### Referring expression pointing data

================================

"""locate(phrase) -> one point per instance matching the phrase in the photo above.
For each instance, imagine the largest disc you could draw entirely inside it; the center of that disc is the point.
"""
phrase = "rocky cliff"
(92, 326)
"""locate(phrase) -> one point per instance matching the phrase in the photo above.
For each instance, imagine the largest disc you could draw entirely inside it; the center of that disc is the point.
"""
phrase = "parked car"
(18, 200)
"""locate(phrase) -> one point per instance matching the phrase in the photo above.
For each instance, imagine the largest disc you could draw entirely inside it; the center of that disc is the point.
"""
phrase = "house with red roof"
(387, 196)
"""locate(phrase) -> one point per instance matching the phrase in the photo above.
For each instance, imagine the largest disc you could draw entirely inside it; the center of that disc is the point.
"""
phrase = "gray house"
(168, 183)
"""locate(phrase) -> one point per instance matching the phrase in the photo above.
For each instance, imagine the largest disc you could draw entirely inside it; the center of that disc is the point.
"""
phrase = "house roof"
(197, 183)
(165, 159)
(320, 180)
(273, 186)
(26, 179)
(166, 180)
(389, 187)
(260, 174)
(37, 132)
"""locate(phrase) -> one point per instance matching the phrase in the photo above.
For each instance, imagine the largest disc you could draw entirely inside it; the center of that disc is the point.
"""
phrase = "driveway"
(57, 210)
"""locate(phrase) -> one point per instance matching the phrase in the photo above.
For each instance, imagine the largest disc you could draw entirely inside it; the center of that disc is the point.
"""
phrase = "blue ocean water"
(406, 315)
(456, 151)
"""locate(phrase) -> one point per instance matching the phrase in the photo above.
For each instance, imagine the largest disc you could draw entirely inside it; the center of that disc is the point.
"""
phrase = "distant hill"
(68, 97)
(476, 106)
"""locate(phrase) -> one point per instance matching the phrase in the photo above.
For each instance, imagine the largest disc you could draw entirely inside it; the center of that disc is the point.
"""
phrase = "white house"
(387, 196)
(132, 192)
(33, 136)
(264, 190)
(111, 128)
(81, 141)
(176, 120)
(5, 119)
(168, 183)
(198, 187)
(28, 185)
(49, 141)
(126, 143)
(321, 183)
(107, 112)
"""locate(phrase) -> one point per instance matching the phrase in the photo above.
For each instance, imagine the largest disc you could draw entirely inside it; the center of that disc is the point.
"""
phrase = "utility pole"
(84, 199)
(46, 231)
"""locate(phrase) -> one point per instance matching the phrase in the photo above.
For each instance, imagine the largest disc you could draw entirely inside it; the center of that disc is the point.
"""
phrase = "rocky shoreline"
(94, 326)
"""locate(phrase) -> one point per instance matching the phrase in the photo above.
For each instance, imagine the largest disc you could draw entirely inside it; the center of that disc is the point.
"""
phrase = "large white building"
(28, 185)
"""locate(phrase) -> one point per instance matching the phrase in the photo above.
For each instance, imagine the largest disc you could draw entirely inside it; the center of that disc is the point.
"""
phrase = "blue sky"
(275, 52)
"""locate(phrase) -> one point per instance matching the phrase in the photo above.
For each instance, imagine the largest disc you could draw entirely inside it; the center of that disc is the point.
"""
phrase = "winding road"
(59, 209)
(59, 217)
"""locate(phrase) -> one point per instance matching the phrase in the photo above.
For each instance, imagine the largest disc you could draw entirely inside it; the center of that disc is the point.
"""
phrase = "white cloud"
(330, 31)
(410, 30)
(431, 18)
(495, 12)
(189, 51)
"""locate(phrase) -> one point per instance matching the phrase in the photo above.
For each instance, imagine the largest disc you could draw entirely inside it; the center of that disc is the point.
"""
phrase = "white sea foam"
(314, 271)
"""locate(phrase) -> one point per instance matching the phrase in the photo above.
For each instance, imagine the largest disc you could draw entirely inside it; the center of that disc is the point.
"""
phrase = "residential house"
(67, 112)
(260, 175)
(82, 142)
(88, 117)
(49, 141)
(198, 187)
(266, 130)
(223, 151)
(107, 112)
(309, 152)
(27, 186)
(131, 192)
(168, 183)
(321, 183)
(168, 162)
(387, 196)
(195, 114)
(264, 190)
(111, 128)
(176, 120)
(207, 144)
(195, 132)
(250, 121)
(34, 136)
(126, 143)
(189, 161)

================================

### Assigned task
Set down each entry exactly, leaving none out.

### Written solution
"""locate(phrase) -> one point per instance matching the phrase in the photo above.
For each instance, imagine the largest disc you could draw entirely inside it; the center of that disc is the point.
"""
phrase = "rocky cliff"
(92, 326)
"""locate(phrase) -> one point per instance matching the phrase in the photo above.
For each instance, imagine the largest disc you could draw entirely inside it; the center of that disc is the point.
"""
phrase = "parked car"
(18, 200)
"""locate(phrase) -> one point per instance matching the phrase in the photo above.
For each instance, imagine the largest disc you could draw entirely inside it; the center of that disc is the point.
"""
phrase = "house with red roof"
(387, 196)
"""locate(phrase) -> one point per instance matching the phrase in the photo above.
For each instance, imagine the largest disc you could draw entirely inside it; the center of that disc is the point.
"""
phrase = "gray house"
(168, 183)
"""locate(phrase) -> one point per instance matching the phrase in the photo above.
For each instance, imagine the largest disc you could draw entirely inside it; the center of that disc is the point.
"""
phrase = "house roof"
(197, 183)
(165, 159)
(320, 180)
(273, 186)
(26, 179)
(166, 180)
(389, 187)
(260, 174)
(37, 132)
"""locate(phrase) -> one point per instance matching the phrase in the photo above.
For each instance, imagine the largest disc you could draw entirely inside it; the center of that disc is the point.
"""
phrase = "driveway"
(57, 210)
"""locate(phrase) -> one point per instance matching the phrase in the photo above.
For each instance, imagine the largest disc you could draw entirely inside it; the center of that disc is the point.
"""
phrase = "blue ocean water"
(406, 315)
(456, 151)
"""locate(phrase) -> one point per instance matching the phrase in the photo above.
For each instance, imagine the largest disc you could draw entirely inside it; the center of that disc is the point.
"""
phrase = "distant hill"
(68, 97)
(476, 106)
"""locate(phrase) -> one point per instance matching the phrase in the photo above.
For each instance, imagine the largest disc you could draw entirely inside it; the center of that disc is the point.
"""
phrase = "white house"
(387, 196)
(132, 192)
(33, 136)
(264, 190)
(111, 128)
(81, 141)
(176, 120)
(5, 119)
(168, 183)
(198, 187)
(28, 185)
(49, 141)
(126, 143)
(321, 183)
(107, 112)
"""locate(phrase) -> one point per instance matching the phrase in the photo above.
For each instance, imagine the largest disc you could draw entirely inside it; the center of that disc is the point.
"""
phrase = "utility pole"
(84, 199)
(46, 231)
"""locate(phrase) -> one point per instance matching the phrase in the photo above.
For each instance, imagine the largest disc you could draw entirely inside it; the center of that disc is the point.
"""
phrase = "rocky shoreline"
(94, 326)
"""locate(phrase) -> one point per instance matching the phrase in the photo above.
For each instance, imagine the largest disc you could draw entirely inside it; the center of that disc is the point.
"""
phrase = "large white building"
(28, 185)
"""locate(phrase) -> one point per instance matching the phrase in the photo above.
For each instance, imagine the largest disc you could draw entirely inside it; the center of that disc is the point.
"""
phrase = "blue sky"
(275, 52)
"""locate(phrase) -> one point per instance matching the phrase in the photo above.
For each instance, imagine the largest disc you could draw entirely inside it; the center of that disc is the point.
"""
phrase = "winding road"
(59, 209)
(59, 217)
"""locate(phrase) -> one point per instance matching the phrase in the photo above.
For each instance, imagine the largest disc you could draw entirely inside it; the center of that disc is the point.
"""
phrase = "white cloud"
(330, 31)
(410, 30)
(431, 18)
(495, 12)
(189, 51)
"""locate(phrase) -> one point per instance matching the phrase in the photo above.
For each instance, imagine the largest disc you could draw entirely inside it; the center of that disc is the point.
"""
phrase = "white sea foam"
(314, 271)
"""locate(phrase) -> one point per instance matching the phrase in the photo above.
For each instance, imagine the largest disc you could draw entirely inside it; the center of that disc is the point.
"""
phrase = "residential house"
(67, 112)
(260, 175)
(82, 142)
(88, 117)
(49, 141)
(198, 187)
(266, 130)
(223, 151)
(107, 112)
(309, 152)
(27, 186)
(131, 192)
(168, 183)
(321, 183)
(168, 162)
(387, 196)
(195, 114)
(264, 190)
(111, 128)
(176, 120)
(207, 144)
(195, 132)
(250, 121)
(34, 136)
(126, 143)
(189, 161)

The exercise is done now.